EXERCISE DIRECTIONS = Please reproduce the data below without any change, from the line with "of the green" up to and including the line with "pixel 176 122".

DATA LISTING =
===

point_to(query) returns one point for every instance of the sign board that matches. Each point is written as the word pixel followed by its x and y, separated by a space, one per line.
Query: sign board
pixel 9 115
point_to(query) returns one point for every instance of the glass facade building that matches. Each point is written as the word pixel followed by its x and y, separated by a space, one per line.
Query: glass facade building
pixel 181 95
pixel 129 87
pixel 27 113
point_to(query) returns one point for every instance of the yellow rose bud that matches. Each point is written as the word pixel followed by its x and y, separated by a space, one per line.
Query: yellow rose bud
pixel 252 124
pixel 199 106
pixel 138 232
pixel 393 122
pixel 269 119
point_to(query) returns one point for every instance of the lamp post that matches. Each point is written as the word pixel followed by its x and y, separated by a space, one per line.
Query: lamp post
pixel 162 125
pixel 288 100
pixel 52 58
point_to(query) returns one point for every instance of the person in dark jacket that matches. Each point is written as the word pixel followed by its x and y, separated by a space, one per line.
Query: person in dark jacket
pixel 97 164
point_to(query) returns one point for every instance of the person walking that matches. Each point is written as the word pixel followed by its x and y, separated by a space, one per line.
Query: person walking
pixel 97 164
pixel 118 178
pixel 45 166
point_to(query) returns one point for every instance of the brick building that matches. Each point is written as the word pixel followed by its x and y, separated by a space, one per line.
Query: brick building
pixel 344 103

===

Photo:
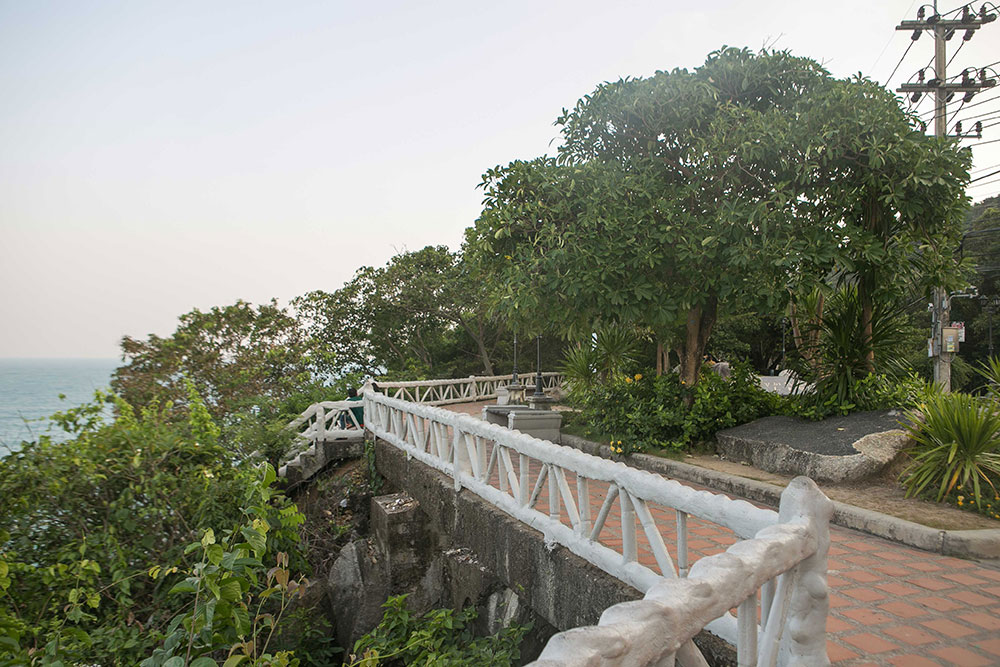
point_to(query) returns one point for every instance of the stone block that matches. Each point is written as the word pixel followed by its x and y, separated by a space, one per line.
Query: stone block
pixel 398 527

===

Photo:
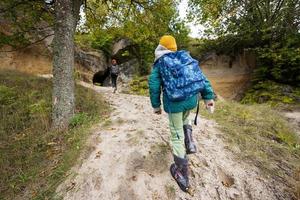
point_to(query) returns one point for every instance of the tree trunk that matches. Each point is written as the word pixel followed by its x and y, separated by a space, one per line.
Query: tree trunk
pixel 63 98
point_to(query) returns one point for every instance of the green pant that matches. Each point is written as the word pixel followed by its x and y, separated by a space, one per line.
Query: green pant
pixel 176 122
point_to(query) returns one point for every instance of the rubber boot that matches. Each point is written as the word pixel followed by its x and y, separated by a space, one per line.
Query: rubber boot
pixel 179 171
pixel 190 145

===

THE ANSWER =
point_to(query) returns one point for every instance of the green pant that matches. Each point is written as the word pixel followed by its x and y, separated by a space, one per line.
Query: green pant
pixel 176 122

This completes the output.